### EXERCISE
Quote the listing below in full and exactly as written, but omit every picture.

### TASK INPUTS
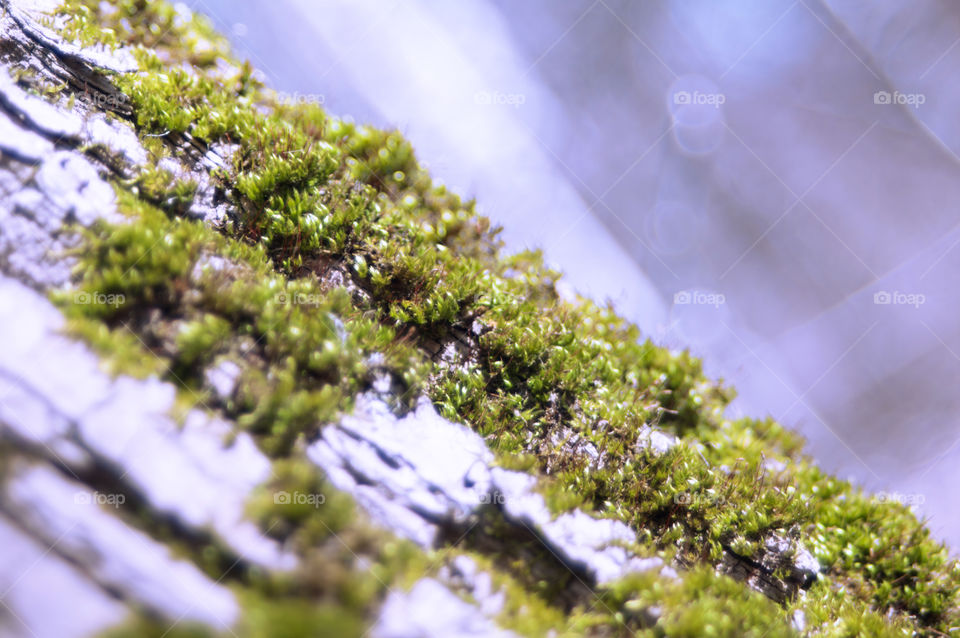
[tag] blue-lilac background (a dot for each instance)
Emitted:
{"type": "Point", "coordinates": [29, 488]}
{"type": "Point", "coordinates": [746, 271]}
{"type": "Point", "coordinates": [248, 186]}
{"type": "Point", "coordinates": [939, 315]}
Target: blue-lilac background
{"type": "Point", "coordinates": [772, 184]}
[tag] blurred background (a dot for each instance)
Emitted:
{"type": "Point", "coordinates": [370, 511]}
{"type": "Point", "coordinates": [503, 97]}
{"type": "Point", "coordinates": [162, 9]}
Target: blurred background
{"type": "Point", "coordinates": [770, 183]}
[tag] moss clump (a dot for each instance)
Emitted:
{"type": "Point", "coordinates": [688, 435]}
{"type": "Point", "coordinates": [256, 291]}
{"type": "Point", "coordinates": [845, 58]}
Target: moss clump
{"type": "Point", "coordinates": [313, 195]}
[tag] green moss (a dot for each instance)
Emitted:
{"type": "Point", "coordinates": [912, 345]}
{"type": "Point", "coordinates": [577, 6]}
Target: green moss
{"type": "Point", "coordinates": [310, 194]}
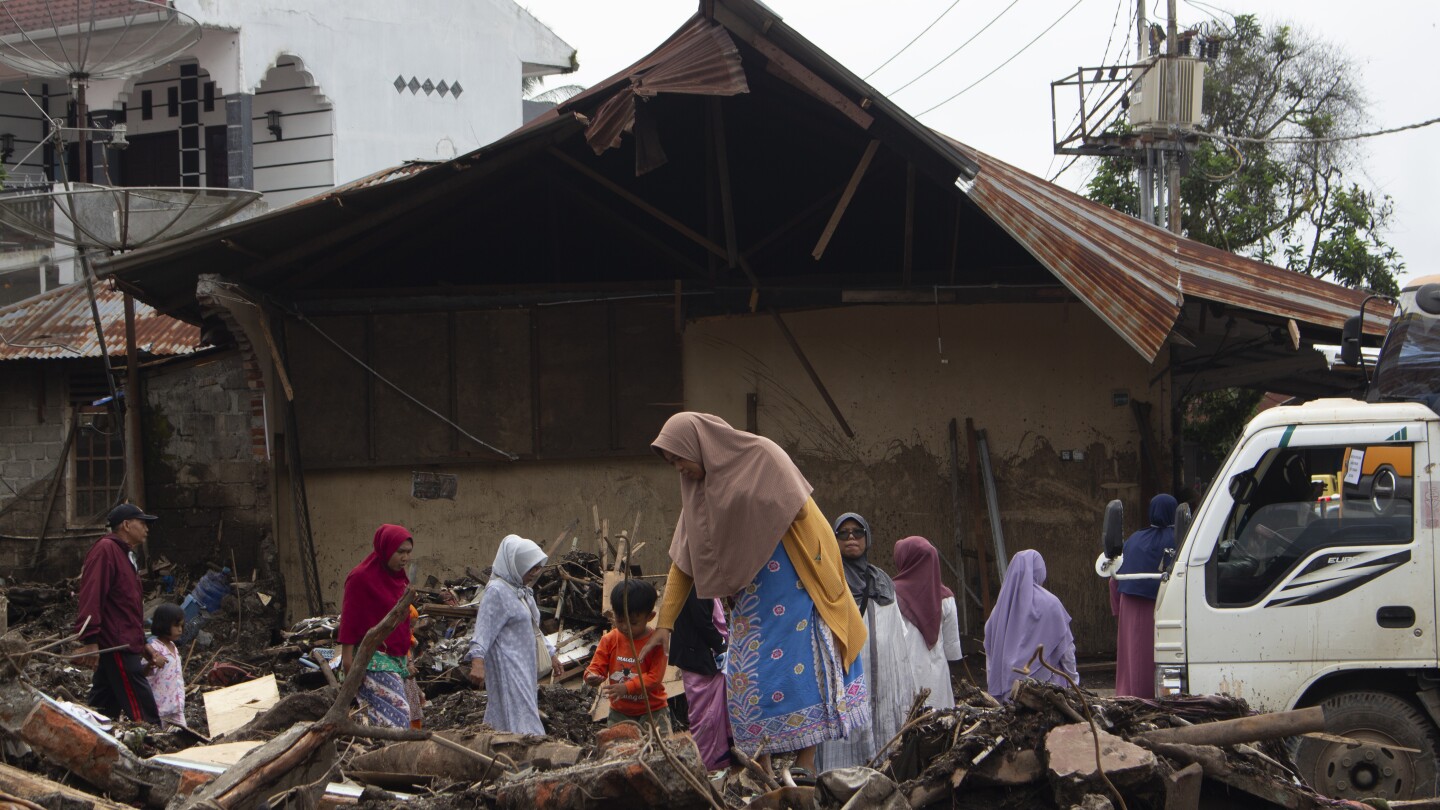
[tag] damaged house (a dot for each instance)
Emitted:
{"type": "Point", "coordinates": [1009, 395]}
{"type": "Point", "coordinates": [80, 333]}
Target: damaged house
{"type": "Point", "coordinates": [735, 224]}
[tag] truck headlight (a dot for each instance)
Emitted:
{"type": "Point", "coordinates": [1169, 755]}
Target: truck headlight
{"type": "Point", "coordinates": [1171, 681]}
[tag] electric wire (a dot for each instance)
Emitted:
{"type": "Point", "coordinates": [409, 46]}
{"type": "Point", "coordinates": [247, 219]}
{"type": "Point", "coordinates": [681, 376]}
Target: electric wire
{"type": "Point", "coordinates": [913, 41]}
{"type": "Point", "coordinates": [958, 49]}
{"type": "Point", "coordinates": [1329, 140]}
{"type": "Point", "coordinates": [1073, 6]}
{"type": "Point", "coordinates": [1090, 91]}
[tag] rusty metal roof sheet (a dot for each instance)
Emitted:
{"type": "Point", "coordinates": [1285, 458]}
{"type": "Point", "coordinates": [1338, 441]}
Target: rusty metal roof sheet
{"type": "Point", "coordinates": [1135, 276]}
{"type": "Point", "coordinates": [58, 325]}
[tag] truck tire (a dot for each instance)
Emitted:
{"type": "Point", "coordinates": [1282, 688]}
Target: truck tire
{"type": "Point", "coordinates": [1377, 718]}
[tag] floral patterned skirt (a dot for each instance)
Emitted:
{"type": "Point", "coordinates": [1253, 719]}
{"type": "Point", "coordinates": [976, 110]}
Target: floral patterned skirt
{"type": "Point", "coordinates": [788, 685]}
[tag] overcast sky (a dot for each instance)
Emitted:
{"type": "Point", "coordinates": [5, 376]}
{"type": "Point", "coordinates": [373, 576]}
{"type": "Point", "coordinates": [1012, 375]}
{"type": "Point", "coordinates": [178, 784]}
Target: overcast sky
{"type": "Point", "coordinates": [1391, 42]}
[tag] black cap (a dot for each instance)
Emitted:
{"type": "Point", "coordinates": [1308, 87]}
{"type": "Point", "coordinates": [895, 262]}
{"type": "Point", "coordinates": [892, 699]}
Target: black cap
{"type": "Point", "coordinates": [127, 512]}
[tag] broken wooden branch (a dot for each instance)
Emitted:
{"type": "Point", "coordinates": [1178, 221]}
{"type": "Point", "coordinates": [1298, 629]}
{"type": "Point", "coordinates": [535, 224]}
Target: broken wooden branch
{"type": "Point", "coordinates": [1256, 728]}
{"type": "Point", "coordinates": [761, 774]}
{"type": "Point", "coordinates": [295, 755]}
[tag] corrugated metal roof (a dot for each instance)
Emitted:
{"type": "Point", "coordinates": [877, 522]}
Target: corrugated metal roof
{"type": "Point", "coordinates": [58, 325]}
{"type": "Point", "coordinates": [1134, 274]}
{"type": "Point", "coordinates": [48, 15]}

### ANSWER BELOW
[tag] blue-lilac background (a dot for each instance)
Emitted:
{"type": "Point", "coordinates": [29, 488]}
{"type": "Point", "coordinates": [746, 271]}
{"type": "Point", "coordinates": [248, 186]}
{"type": "Point", "coordinates": [939, 315]}
Target: blue-lilac background
{"type": "Point", "coordinates": [772, 184]}
[tag] blurred background (a dot for each instance)
Emitted:
{"type": "Point", "coordinates": [370, 511]}
{"type": "Point", "coordinates": [503, 97]}
{"type": "Point", "coordinates": [162, 9]}
Target: blurred background
{"type": "Point", "coordinates": [770, 183]}
[tag] moss clump (a dot for each instance)
Emitted:
{"type": "Point", "coordinates": [688, 435]}
{"type": "Point", "coordinates": [256, 291]}
{"type": "Point", "coordinates": [845, 58]}
Target: moss clump
{"type": "Point", "coordinates": [313, 195]}
[tag] green moss (a dot for each instance)
Emitted:
{"type": "Point", "coordinates": [912, 345]}
{"type": "Point", "coordinates": [577, 6]}
Target: green moss
{"type": "Point", "coordinates": [310, 194]}
[tag] damaged house (a dot for each instance)
Emitted:
{"type": "Point", "coordinates": [1009, 395]}
{"type": "Point", "coordinates": [80, 333]}
Target: damaged house
{"type": "Point", "coordinates": [735, 224]}
[tag] truck headlight (a dot for each instance)
Emitted:
{"type": "Point", "coordinates": [1169, 755]}
Target: truck headlight
{"type": "Point", "coordinates": [1171, 681]}
[tag] electric wire (a dot for each instance)
Emitted:
{"type": "Point", "coordinates": [409, 46]}
{"type": "Point", "coordinates": [247, 219]}
{"type": "Point", "coordinates": [681, 376]}
Target: electric wire
{"type": "Point", "coordinates": [913, 41]}
{"type": "Point", "coordinates": [958, 49]}
{"type": "Point", "coordinates": [1329, 140]}
{"type": "Point", "coordinates": [1073, 6]}
{"type": "Point", "coordinates": [1090, 91]}
[tag] rusty metal roof sheet (a dot for each instance)
Emitted:
{"type": "Point", "coordinates": [1285, 458]}
{"type": "Point", "coordinates": [1338, 441]}
Target: rusty metal roof sheet
{"type": "Point", "coordinates": [1135, 276]}
{"type": "Point", "coordinates": [58, 325]}
[tag] truck tire (a dot for each instance)
Emitted:
{"type": "Point", "coordinates": [1282, 688]}
Target: truck tire
{"type": "Point", "coordinates": [1377, 718]}
[tag] floral patterned skirt (a dot for each instance)
Emitted:
{"type": "Point", "coordinates": [1253, 719]}
{"type": "Point", "coordinates": [976, 110]}
Target: floral patterned skirt
{"type": "Point", "coordinates": [788, 685]}
[tag] overcast sky (a dot for each instance)
Emitted:
{"type": "Point", "coordinates": [5, 376]}
{"type": "Point", "coordinates": [373, 576]}
{"type": "Point", "coordinates": [1012, 375]}
{"type": "Point", "coordinates": [178, 784]}
Target: overcast sky
{"type": "Point", "coordinates": [1391, 42]}
[tag] black cap (a dot for each instance)
Emitted:
{"type": "Point", "coordinates": [1308, 87]}
{"type": "Point", "coordinates": [895, 262]}
{"type": "Point", "coordinates": [892, 699]}
Target: black cap
{"type": "Point", "coordinates": [127, 512]}
[tag] broken wooden branch (a dot for each instance)
Emitted:
{"type": "Point", "coordinates": [1178, 221]}
{"type": "Point", "coordinates": [1298, 629]}
{"type": "Point", "coordinates": [535, 224]}
Target: broken wooden branch
{"type": "Point", "coordinates": [1256, 728]}
{"type": "Point", "coordinates": [761, 774]}
{"type": "Point", "coordinates": [295, 755]}
[tag] corrugated metal roof (a dot for each instance)
Emitted:
{"type": "Point", "coordinates": [877, 522]}
Target: corrugated metal roof
{"type": "Point", "coordinates": [58, 325]}
{"type": "Point", "coordinates": [1134, 274]}
{"type": "Point", "coordinates": [48, 15]}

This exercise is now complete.